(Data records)
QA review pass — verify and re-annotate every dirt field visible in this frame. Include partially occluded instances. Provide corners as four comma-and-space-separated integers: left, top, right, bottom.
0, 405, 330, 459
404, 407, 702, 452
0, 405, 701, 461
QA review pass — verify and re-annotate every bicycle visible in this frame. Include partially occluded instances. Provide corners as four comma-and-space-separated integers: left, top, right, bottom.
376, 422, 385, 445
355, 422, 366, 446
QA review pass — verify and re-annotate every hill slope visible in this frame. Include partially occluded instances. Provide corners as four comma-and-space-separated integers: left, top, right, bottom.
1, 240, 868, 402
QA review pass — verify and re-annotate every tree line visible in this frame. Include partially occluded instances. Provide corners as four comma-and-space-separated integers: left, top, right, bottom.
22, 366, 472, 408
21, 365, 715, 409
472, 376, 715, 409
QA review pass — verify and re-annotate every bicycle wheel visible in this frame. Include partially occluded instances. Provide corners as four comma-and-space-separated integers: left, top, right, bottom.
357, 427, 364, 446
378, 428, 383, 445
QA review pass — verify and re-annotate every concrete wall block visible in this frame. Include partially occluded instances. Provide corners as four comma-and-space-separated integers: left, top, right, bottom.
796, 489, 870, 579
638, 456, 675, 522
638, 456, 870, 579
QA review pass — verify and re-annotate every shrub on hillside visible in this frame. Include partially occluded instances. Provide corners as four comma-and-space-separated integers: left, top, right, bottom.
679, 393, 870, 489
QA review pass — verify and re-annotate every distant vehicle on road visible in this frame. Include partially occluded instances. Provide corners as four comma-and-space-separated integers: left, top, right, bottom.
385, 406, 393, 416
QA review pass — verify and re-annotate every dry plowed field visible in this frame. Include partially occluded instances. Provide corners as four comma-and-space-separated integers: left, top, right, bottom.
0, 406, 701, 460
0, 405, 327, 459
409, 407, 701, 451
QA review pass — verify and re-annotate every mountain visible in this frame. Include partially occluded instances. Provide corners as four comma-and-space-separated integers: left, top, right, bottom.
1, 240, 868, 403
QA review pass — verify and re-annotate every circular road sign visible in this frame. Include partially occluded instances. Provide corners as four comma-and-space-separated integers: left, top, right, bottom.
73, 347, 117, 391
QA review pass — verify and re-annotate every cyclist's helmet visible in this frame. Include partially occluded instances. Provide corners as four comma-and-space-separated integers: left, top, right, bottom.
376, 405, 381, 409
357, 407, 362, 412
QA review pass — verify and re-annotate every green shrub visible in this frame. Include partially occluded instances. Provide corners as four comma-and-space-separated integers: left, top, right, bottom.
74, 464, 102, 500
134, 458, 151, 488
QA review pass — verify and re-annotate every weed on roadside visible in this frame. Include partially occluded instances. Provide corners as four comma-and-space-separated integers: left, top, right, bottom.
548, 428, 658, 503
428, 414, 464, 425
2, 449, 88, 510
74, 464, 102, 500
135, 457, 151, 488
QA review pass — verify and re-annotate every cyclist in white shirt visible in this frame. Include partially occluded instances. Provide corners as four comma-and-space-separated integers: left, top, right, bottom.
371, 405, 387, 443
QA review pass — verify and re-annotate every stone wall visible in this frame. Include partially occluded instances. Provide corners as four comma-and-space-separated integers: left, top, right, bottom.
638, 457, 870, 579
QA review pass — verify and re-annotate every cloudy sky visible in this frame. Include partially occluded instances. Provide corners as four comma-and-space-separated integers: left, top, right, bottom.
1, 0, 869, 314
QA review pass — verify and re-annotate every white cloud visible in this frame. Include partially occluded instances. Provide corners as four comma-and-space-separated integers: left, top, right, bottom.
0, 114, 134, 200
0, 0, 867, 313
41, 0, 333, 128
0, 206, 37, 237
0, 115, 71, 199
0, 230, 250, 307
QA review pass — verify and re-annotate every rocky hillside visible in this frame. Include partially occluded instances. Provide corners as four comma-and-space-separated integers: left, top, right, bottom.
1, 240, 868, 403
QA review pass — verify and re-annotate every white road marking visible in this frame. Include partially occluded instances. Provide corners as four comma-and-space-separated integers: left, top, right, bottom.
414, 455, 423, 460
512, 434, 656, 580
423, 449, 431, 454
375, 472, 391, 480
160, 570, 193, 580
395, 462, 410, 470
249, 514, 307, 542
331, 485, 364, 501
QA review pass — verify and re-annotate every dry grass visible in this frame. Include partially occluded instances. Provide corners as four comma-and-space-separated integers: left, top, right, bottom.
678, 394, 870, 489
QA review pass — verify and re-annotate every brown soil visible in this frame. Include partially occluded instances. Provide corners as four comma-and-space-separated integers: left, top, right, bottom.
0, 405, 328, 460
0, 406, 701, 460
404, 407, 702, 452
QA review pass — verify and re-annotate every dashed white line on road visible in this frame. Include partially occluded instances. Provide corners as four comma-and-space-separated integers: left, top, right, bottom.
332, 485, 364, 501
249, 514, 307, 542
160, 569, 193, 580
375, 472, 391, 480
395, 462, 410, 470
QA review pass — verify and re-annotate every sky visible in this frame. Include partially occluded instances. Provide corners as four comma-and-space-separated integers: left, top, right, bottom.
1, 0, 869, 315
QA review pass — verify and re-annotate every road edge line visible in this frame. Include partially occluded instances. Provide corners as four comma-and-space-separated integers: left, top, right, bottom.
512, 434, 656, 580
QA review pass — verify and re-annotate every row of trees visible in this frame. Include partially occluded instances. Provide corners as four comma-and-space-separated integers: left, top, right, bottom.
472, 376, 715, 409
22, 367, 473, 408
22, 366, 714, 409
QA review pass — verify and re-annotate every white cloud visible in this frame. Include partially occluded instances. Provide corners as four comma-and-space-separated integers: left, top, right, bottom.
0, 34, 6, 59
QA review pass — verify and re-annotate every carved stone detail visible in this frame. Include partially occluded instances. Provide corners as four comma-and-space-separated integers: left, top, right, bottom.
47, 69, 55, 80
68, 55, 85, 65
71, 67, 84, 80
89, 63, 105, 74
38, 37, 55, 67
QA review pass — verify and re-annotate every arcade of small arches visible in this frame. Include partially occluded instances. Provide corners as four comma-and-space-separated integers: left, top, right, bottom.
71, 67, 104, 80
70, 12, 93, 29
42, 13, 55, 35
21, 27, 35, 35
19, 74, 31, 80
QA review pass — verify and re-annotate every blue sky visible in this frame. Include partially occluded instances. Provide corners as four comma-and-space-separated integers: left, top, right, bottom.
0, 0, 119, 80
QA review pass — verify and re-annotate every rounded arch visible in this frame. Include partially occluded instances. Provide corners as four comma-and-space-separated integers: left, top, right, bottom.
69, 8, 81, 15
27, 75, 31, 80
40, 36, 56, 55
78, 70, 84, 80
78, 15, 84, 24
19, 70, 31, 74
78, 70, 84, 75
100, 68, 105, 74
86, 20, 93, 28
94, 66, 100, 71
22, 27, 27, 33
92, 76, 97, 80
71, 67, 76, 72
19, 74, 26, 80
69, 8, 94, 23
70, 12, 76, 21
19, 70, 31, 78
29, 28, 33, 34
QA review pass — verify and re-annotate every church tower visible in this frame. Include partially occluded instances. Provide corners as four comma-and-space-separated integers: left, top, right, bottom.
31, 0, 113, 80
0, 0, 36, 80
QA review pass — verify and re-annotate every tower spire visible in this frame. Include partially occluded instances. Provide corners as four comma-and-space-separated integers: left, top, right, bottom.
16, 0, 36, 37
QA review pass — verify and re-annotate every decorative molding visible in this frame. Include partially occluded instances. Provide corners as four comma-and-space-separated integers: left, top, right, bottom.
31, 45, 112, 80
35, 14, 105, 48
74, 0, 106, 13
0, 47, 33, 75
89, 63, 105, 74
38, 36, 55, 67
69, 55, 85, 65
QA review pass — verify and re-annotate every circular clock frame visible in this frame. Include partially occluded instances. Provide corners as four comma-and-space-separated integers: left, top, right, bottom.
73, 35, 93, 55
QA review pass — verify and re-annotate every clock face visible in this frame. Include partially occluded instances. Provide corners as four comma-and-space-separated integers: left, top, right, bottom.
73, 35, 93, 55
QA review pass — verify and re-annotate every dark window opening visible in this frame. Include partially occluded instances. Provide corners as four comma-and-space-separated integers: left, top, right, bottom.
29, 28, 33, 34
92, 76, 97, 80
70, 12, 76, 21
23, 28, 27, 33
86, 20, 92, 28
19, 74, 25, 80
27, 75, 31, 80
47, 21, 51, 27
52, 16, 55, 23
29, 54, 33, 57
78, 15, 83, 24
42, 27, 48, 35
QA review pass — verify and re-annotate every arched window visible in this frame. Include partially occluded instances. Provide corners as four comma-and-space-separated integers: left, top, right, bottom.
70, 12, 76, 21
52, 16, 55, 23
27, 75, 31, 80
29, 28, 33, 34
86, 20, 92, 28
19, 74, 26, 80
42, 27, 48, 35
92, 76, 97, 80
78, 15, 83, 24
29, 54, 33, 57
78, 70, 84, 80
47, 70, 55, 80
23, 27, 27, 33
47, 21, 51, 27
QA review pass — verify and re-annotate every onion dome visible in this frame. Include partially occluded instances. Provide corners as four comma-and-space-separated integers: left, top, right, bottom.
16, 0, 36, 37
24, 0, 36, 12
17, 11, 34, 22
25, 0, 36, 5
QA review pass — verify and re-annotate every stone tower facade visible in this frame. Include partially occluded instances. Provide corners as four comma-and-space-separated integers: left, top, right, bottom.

TASK INSTRUCTIONS
Return, without any change, only the lines from the one containing "QA review pass — verify and re-annotate every onion" through the last line of the entries above.

EXPECTED ANSWER
QA review pass — verify and re-annotate every onion dome visible in this frame. Include partially occluded instances. Provide corners as four comma-and-space-separated integers: left, top, right, bottom.
16, 0, 36, 37
24, 0, 36, 12
17, 11, 34, 22
25, 0, 36, 5
QA review pass — verify and re-annotate every stone tower facade visible in this frame. Include partially occluded instances. Provide corners as four comma-and-space-separated integers: left, top, right, bottom.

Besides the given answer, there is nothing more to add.